[Your instructions] Your task is to extract the lines from the one holding "Please put a marker on the large" through the end of the material. Set them down exactly and add nothing.

[Records to process]
——

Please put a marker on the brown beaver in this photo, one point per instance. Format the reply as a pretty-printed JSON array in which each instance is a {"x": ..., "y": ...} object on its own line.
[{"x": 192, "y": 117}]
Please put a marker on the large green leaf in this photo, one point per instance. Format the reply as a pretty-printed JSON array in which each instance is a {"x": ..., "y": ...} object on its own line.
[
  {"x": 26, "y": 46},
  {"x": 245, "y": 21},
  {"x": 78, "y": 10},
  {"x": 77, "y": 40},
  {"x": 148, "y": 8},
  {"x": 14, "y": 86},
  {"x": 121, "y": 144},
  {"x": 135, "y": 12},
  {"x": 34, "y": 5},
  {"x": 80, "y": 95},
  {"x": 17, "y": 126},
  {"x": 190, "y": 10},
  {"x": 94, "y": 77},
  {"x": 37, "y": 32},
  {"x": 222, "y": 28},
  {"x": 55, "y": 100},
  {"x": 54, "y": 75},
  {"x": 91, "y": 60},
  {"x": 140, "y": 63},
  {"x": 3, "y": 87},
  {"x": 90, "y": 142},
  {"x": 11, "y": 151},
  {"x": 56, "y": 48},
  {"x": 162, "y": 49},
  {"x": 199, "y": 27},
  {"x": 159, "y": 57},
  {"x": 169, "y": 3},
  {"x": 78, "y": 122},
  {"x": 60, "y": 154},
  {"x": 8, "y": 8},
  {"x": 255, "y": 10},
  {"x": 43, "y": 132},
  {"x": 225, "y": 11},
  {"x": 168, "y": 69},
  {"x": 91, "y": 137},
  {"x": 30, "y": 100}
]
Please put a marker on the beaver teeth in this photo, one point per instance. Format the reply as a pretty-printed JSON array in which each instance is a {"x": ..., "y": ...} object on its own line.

——

[Response for this exercise]
Please put a marker on the large green leaf in this photo, one point per instance. Format the reply as a pretty-printed JSON array in which each instance is a {"x": ..., "y": ...} object on its own line.
[
  {"x": 26, "y": 46},
  {"x": 245, "y": 21},
  {"x": 78, "y": 10},
  {"x": 77, "y": 40},
  {"x": 148, "y": 8},
  {"x": 14, "y": 86},
  {"x": 121, "y": 144},
  {"x": 135, "y": 12},
  {"x": 34, "y": 5},
  {"x": 80, "y": 95},
  {"x": 17, "y": 126},
  {"x": 190, "y": 10},
  {"x": 94, "y": 77},
  {"x": 37, "y": 32},
  {"x": 222, "y": 28},
  {"x": 55, "y": 100},
  {"x": 54, "y": 75},
  {"x": 91, "y": 60},
  {"x": 140, "y": 63},
  {"x": 3, "y": 87},
  {"x": 90, "y": 142},
  {"x": 11, "y": 151},
  {"x": 56, "y": 48},
  {"x": 162, "y": 49},
  {"x": 199, "y": 27},
  {"x": 159, "y": 57},
  {"x": 169, "y": 3},
  {"x": 78, "y": 122},
  {"x": 60, "y": 154},
  {"x": 8, "y": 8},
  {"x": 255, "y": 10},
  {"x": 43, "y": 132},
  {"x": 225, "y": 11},
  {"x": 168, "y": 69},
  {"x": 91, "y": 137},
  {"x": 30, "y": 100}
]
Please put a marker on the beaver teeth in this photo, one point per instance. Format the reply as a pretty-printed JSON array in which each instance is a {"x": ..., "y": ...} object on its own line.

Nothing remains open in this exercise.